### [What you have to do]
Would you copy out all of the material below, line for line and character for character?
****************
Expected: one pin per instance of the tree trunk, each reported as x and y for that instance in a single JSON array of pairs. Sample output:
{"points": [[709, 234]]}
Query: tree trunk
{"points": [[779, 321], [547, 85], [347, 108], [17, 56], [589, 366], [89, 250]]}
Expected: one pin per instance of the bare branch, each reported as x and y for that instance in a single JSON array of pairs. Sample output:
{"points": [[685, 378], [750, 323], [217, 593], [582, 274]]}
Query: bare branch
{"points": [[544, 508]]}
****************
### [Answer to the exercise]
Expected: one pin per instance of the tree trunk, each reported as x and y for that instance in a single JSON array of pairs. Sample output:
{"points": [[709, 234]]}
Query: tree trunk
{"points": [[779, 321], [547, 85], [347, 108], [17, 56], [589, 366], [89, 250]]}
Expected: one pin per instance of the bare branch, each reported as x and y for that instance in a single JSON array of pairs. Sample output:
{"points": [[685, 378], [750, 323], [217, 593], [582, 274]]}
Query: bare branch
{"points": [[544, 508]]}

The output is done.